EXERCISE DESCRIPTION. Could you write the entries out again, exactly as they are?

---+---

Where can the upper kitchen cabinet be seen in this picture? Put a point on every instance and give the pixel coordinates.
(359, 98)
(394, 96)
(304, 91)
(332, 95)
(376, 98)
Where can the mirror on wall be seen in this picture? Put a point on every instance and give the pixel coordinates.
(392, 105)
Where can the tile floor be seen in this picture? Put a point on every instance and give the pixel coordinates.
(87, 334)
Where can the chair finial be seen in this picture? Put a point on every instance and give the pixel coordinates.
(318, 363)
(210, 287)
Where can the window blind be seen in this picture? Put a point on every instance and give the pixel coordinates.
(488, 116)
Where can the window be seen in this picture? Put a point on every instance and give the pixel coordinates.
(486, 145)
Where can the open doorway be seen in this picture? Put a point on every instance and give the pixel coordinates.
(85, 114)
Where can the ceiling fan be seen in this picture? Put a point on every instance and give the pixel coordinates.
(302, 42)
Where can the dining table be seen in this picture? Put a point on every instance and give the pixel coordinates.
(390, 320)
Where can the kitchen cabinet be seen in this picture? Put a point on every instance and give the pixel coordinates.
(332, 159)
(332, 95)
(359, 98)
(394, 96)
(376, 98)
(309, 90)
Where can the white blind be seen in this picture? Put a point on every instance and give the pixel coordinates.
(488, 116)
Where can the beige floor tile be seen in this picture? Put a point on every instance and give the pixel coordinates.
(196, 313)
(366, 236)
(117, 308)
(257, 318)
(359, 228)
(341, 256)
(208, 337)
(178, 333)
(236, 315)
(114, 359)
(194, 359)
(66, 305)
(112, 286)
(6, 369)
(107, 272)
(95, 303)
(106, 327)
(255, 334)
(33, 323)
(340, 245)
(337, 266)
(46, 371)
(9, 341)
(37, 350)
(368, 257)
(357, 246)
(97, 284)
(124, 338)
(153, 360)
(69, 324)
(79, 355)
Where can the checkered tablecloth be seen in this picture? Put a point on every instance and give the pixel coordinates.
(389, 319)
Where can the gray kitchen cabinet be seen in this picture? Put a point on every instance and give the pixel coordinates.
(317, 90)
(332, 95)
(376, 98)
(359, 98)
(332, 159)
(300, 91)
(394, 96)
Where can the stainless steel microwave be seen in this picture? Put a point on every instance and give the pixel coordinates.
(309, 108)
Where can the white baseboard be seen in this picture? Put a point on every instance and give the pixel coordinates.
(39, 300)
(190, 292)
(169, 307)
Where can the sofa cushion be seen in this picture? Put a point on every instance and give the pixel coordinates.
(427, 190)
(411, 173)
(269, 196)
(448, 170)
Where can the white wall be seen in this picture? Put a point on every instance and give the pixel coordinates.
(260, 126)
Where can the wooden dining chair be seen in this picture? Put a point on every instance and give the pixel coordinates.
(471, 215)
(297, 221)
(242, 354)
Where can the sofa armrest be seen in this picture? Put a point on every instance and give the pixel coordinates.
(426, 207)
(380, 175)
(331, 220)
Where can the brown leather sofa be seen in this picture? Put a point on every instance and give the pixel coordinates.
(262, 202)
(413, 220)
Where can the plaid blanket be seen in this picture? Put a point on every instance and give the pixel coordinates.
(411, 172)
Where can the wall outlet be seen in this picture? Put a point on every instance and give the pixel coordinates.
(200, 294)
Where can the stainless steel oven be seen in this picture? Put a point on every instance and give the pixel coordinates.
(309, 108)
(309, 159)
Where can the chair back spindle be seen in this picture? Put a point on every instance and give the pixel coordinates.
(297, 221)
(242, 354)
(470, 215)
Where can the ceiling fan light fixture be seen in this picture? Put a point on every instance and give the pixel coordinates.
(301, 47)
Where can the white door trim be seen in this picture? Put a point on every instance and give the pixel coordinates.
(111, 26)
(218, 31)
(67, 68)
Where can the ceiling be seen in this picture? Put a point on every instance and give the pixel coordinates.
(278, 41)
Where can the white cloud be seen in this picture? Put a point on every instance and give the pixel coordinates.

---+---

REPLY TO THE EXERCISE.
Where can the upper kitchen cabinet be seen in this picture? Put a point on every instance and give the pixel coordinates.
(359, 98)
(394, 96)
(304, 91)
(332, 95)
(376, 98)
Where can the mirror on wall be seen in this picture? Put a point on every instance and give the pixel coordinates.
(392, 105)
Where can the tile floor be seen in this picture? Put a point on every instance and give the pixel coordinates.
(87, 334)
Where can the chair finial be seen in this picture? Put a point on every instance and give the pixel coordinates.
(318, 363)
(210, 287)
Where can the window blind be seen in this picture? Put a point on every instance and give the pixel coordinates.
(488, 116)
Where can the window be seen in this picture? Put a point on every instance and give the pixel coordinates.
(486, 145)
Where can the open doorway be seen in this picture? Put a point on every instance and give the pixel coordinates.
(85, 114)
Where can the ceiling fan be seen in this picture? Put a point on every instance and give the pixel coordinates.
(302, 42)
Where can the dining table be seen in this picture? Put a point on every instance and give the pixel coordinates.
(390, 320)
Where can the kitchen cabinet be seen in this picture? Put a point on every instance and give the pixel coordinates.
(332, 159)
(332, 95)
(359, 98)
(394, 96)
(376, 98)
(309, 90)
Where can the white blind be seen in this picture? Put a point on every instance and give the pixel coordinates.
(488, 116)
Where can the beige floor tile be seen in this picture? Put a point on every instance and give the pixel coordinates.
(196, 313)
(366, 236)
(117, 308)
(257, 318)
(359, 228)
(341, 256)
(208, 337)
(178, 333)
(236, 315)
(114, 359)
(194, 359)
(66, 305)
(112, 286)
(6, 369)
(107, 272)
(95, 303)
(106, 327)
(255, 334)
(33, 323)
(340, 245)
(337, 266)
(46, 371)
(9, 341)
(37, 350)
(368, 257)
(357, 246)
(97, 284)
(124, 338)
(153, 360)
(69, 324)
(79, 355)
Where can the checkered tablecloth be seen in this picture? Put a point on every instance and give the pixel coordinates.
(389, 319)
Where can the gray kitchen cabinet be seen in this picture? Put a point on every instance and give the pixel coordinates.
(317, 90)
(332, 95)
(376, 98)
(359, 98)
(332, 159)
(300, 91)
(394, 96)
Where can the stainless steel microwave be seen in this picture? Put a point on every instance and give the pixel coordinates.
(309, 108)
Where can the white baseboard be seen in this picture? Put a point on every instance and give the pixel coordinates.
(39, 300)
(190, 292)
(169, 307)
Where can the sofa cushion be seen in this picture? Put a point on every instance and give the pixel coordinates.
(427, 190)
(411, 173)
(269, 196)
(448, 170)
Where can the white wall be seen in this picture? Put a point on every instance and give the pixel coordinates.
(260, 126)
Where can the wooden dining chair be seen in this picture? Put a point on every instance and give the pixel coordinates.
(471, 215)
(297, 221)
(242, 354)
Where can the sofa armrest be seen in this picture? Put a point on every instance and give the pixel coordinates.
(426, 207)
(380, 175)
(331, 220)
Where can the brown leather sofa be seen in this picture? Put a point on every instance and give the pixel coordinates.
(262, 202)
(413, 220)
Where can the plaid blanket be seen in this picture? Put a point on every instance and give the pixel coordinates.
(411, 172)
Where can the wall outlet be seen in this picture? Put a point on every instance and give the pixel coordinates.
(200, 294)
Where can the stainless steel oven be seen in this picture? Put a point on every instance and give the pixel coordinates.
(309, 108)
(309, 159)
Where can the chair back spindle be seen in this picture? Put a point on every instance and give the pixel coordinates.
(297, 221)
(242, 354)
(470, 215)
Where can the ceiling fan light fixture be seen in this picture? Put a point on every instance and give the pixel coordinates.
(301, 47)
Where can the white door trim be seen in this picture? Put a point on every instance and give the pixel coordinates.
(111, 26)
(218, 31)
(67, 68)
Where can the ceiling be seen in this picture? Put a point on every instance and give the pixel coordinates.
(278, 41)
Where can the white cloud be seen in this picture? Put a point on every instance and give the pixel coordinates.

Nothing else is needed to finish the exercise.